Directive:
From the article below on President Buhari's last months in office, copy word for word the stretch that begins with "President Muhammadu Buhari." and ends with "Progressives Congress (APC).".

Supplied passage:
(begin)
By Seye Olumide, Southwest Bureau Chief
19 February 2023   |   4:08 am
With six days from the scheduled February 25, 2023 presidential election and three months from May 29, when he will complete his second term in office, will President Muhammadu Buhari pull out all the stops to finish strong or will he be content with the massive discontent of Nigerians with his administration on a number of fronts.

President Muhammadu Buhari. Photo/FACEBOOK/Femi Adeshina

With six days from the scheduled February 25, 2023 presidential election and three months from May 29, when he will complete his second term in office, will President Muhammadu Buhari pull out all the stops to finish strong or will he be content with the massive discontent of Nigerians with his administration on a number of fronts.

The lingering fuel and currency scarcity, which his administration is battling with in the twilight of its term, could have immense damages to the reputations of the ruling All Progressives Congress (APC).

As a matter of fact, campaigning has not been easy for APC since the Central Bank of Nigeria (CBN) announced the new naira redesign policy, especially as Nigerians have continued to groan as a result of the hardship.

Recall that in 1984, the military regime of General Buhari had also introduced new currency, which left many Nigerians in severe hardship in spite of the perceived merits of the policy at the time. The decision was part of what led to the overthrow of his military regime by General Ibrahim Babangida (rtd) in August 1985.
(end)
Dataset:
(begin)
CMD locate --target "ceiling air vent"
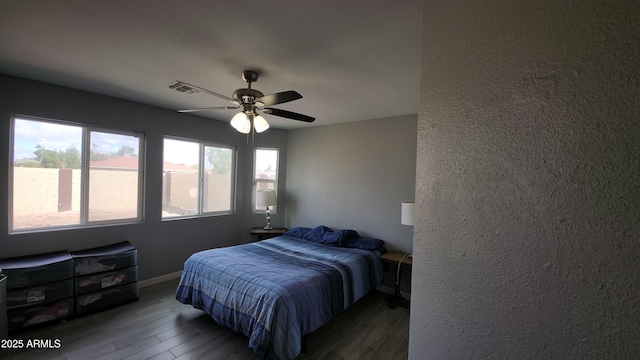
[169,81,198,94]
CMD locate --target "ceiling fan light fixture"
[253,115,269,133]
[231,112,251,134]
(end)
Problem solution:
President Muhammadu Buhari. Photo/FACEBOOK/Femi Adeshina

With six days from the scheduled February 25, 2023 presidential election and three months from May 29, when he will complete his second term in office, will President Muhammadu Buhari pull out all the stops to finish strong or will he be content with the massive discontent of Nigerians with his administration on a number of fronts.

The lingering fuel and currency scarcity, which his administration is battling with in the twilight of its term, could have immense damages to the reputations of the ruling All Progressives Congress (APC).